## Textauszug
Dienstag, 25. September 2018

Schmerz. Verlust. Enttäuschung.


"Normalerweise haben wir das Gefühl, dass unser Leben glattgehen soll, und wenn wir beginnen, uns deprimiert, einsam oder unzulänglich zu fühlen, glauben wir, einen Fehler gemacht oder das gute Gefühl verloren zu haben. Aber wenn wir unerwünschten Gefühlen begegnen, ist das ein wichtiger Moment auf dem spirituellen Weg. Genau dann kann Transformation stattfinden.

Solange wir darin gefangen sind, ständig Sicherheit und Glück zu suchen, anstatt den Geschmack, den Geruch und die Qualität genau dessen, was gerade geschieht, zu ehren - solange wir ständig vor dem Unbehagen davonrennen, sind wir in einem Zyklus von Unglücklichsein und Enttäuschung gefangen und fühlen uns immer schwächer.

Es ist ermutigend zu sehen, dass innere Stärke uns in eben dem Moment zur Verfügung steht, in dem wir das Gefühl haben, am Boden zu liegen; dann, wenn die Umstände am schlimmsten sind. Anstatt uns zu fragen: "Wie kann ich Sicherheit und Glück finden?", könnten wir fragen: "Kann ich das Zentrum meines Schmerzes berühren? Kann ich sitzen mit dem Leiden, sowohl deinem wie auch meinem, ohne zu versuchen, es loszuwerden? Kann ich dem Schmerz des Verlusts oder der Schmach - Enttäuschung in jeder Form - wach und präsent begegnen und ihm erlauben, mich zu öffnen?" Das ist der Trick.

## Aufgabenstellung
Kopieren Sie aus dem Text über Schmerz und Enttäuschung wörtlich den Abschnitt von „Dienstag, 25. September“ bis „kann Transformation stattfinden.“.

## Extrahierte Daten

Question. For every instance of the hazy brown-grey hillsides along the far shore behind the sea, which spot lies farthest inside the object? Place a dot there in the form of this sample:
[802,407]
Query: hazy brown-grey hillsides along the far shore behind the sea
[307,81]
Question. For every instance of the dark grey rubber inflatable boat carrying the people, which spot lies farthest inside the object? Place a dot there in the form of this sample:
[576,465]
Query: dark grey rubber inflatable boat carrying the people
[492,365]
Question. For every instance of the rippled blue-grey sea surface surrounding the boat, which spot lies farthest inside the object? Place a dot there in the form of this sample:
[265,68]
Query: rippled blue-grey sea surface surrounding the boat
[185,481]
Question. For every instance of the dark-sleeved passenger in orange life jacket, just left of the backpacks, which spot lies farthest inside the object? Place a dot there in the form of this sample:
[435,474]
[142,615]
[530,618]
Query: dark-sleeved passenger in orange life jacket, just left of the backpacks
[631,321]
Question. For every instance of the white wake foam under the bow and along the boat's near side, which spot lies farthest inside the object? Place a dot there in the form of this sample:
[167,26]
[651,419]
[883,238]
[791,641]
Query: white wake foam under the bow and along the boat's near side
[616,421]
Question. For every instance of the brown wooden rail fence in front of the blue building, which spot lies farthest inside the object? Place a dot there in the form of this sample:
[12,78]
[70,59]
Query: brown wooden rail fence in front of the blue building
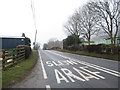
[11,57]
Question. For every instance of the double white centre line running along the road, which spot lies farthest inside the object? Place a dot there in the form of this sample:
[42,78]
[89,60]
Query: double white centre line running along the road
[112,72]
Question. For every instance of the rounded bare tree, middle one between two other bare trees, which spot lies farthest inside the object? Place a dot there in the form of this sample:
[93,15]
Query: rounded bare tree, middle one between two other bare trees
[88,22]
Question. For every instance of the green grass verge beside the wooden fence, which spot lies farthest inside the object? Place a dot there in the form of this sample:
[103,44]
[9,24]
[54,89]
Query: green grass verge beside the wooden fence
[19,71]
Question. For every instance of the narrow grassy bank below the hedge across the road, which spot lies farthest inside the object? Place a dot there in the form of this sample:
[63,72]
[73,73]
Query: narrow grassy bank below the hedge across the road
[105,56]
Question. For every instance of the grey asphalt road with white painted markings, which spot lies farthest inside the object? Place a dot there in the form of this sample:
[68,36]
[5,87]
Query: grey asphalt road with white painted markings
[64,70]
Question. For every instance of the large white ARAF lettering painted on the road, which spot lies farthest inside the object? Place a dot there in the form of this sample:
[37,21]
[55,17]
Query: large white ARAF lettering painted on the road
[83,76]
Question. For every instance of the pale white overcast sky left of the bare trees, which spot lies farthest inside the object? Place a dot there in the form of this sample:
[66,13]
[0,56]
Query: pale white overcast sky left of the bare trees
[16,18]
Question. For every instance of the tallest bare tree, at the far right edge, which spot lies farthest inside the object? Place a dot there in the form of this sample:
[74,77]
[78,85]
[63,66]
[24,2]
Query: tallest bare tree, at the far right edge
[109,13]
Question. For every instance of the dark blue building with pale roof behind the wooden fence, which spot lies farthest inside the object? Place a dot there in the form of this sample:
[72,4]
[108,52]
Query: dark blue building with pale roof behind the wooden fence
[11,42]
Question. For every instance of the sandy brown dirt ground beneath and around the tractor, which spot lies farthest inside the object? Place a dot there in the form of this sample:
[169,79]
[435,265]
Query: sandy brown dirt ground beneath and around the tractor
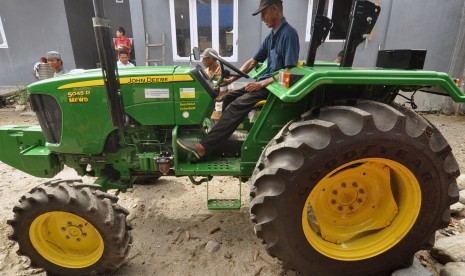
[172,224]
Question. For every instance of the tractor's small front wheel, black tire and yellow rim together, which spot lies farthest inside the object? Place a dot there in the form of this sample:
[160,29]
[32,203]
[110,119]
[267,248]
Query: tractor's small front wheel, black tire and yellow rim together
[71,229]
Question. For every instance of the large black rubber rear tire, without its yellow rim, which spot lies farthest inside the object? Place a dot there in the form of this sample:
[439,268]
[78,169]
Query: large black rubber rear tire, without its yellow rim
[309,148]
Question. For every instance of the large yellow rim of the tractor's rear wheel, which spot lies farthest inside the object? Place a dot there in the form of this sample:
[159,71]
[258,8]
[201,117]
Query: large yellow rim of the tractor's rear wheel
[361,209]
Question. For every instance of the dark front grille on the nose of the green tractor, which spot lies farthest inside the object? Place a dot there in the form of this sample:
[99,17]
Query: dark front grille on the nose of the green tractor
[49,115]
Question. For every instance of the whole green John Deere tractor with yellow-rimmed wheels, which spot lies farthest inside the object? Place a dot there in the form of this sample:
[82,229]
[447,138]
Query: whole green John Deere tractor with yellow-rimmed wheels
[344,180]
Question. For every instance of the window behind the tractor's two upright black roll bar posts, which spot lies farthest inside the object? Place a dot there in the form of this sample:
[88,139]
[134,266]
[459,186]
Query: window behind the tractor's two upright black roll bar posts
[338,11]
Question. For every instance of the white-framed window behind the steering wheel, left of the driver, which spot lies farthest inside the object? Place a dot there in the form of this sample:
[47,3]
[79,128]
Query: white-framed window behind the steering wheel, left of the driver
[204,24]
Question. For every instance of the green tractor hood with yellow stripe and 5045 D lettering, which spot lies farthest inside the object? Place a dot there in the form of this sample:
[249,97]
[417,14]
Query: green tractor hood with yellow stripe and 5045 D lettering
[74,110]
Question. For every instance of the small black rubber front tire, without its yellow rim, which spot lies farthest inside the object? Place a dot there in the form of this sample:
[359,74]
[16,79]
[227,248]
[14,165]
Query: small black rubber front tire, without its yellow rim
[84,201]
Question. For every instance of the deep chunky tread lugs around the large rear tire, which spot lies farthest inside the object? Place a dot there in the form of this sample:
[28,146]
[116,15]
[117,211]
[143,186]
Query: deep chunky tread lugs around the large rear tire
[341,122]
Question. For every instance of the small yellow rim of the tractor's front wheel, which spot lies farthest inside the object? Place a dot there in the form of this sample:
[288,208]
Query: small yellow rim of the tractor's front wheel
[66,240]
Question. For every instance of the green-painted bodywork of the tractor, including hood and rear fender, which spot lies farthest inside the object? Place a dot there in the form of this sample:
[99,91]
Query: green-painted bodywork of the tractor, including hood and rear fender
[163,103]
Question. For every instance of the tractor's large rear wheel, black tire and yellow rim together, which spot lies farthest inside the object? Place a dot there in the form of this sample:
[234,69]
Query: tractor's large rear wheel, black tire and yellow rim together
[353,190]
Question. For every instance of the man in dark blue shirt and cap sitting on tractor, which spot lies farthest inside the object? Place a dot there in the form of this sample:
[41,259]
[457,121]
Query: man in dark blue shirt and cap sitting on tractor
[281,49]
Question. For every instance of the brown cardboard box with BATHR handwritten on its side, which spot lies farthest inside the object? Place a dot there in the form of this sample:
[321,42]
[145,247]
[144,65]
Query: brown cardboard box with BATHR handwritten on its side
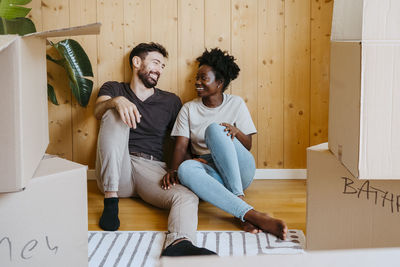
[344,212]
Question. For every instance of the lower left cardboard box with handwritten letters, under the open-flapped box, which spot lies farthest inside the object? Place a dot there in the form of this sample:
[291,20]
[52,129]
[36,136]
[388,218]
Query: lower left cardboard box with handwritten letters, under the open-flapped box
[46,224]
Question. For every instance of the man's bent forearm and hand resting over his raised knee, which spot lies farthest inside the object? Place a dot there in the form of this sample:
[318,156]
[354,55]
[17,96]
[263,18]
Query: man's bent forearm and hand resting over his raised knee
[127,110]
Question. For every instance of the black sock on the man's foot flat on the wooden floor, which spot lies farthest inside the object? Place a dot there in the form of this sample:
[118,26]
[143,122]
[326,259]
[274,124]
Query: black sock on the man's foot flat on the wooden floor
[109,220]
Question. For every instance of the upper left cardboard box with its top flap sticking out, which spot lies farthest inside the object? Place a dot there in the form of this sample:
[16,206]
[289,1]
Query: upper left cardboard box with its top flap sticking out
[24,134]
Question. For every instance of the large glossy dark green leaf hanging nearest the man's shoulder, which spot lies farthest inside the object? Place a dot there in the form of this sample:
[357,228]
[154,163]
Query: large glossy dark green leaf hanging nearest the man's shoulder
[77,64]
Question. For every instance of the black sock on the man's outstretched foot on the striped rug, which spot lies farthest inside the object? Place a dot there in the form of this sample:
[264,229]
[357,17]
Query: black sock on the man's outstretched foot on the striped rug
[185,248]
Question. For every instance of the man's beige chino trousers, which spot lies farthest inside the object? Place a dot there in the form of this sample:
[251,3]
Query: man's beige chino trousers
[131,176]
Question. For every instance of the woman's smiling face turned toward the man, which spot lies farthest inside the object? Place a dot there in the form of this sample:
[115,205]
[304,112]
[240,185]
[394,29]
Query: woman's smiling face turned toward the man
[206,82]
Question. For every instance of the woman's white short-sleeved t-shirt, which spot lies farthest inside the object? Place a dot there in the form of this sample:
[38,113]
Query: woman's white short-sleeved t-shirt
[194,118]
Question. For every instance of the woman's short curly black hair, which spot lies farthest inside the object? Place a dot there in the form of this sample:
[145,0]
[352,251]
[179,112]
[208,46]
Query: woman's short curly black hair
[222,63]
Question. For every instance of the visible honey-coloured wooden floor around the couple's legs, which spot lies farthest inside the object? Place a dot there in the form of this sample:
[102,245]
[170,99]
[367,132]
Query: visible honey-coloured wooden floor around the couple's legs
[284,199]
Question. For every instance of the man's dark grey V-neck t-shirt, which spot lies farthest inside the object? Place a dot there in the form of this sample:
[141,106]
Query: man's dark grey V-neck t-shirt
[158,112]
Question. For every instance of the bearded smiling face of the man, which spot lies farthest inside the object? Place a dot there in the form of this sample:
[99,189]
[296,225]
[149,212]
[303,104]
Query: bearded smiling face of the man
[151,68]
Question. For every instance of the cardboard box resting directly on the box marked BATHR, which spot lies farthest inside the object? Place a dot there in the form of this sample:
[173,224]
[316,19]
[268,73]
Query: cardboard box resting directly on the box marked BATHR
[364,108]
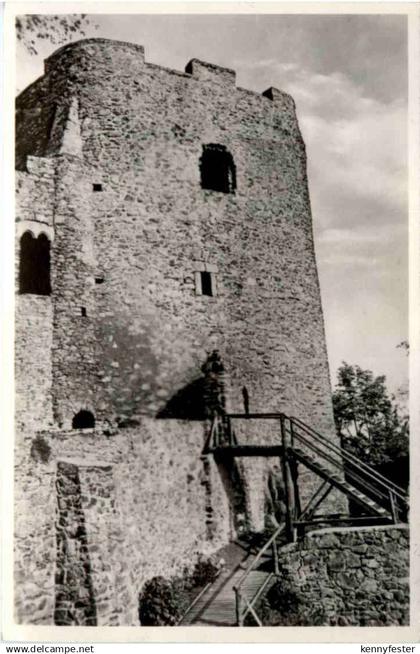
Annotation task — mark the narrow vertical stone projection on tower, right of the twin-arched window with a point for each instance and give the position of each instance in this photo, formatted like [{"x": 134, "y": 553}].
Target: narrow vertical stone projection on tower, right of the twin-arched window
[{"x": 76, "y": 353}]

## Lösung
Dienstag, 25. September 2018

Schmerz. Verlust. Enttäuschung.


"Normalerweise haben wir das Gefühl, dass unser Leben glattgehen soll, und wenn wir beginnen, uns deprimiert, einsam oder unzulänglich zu fühlen, glauben wir, einen Fehler gemacht oder das gute Gefühl verloren zu haben. Aber wenn wir unerwünschten Gefühlen begegnen, ist das ein wichtiger Moment auf dem spirituellen Weg. Genau dann kann Transformation stattfinden.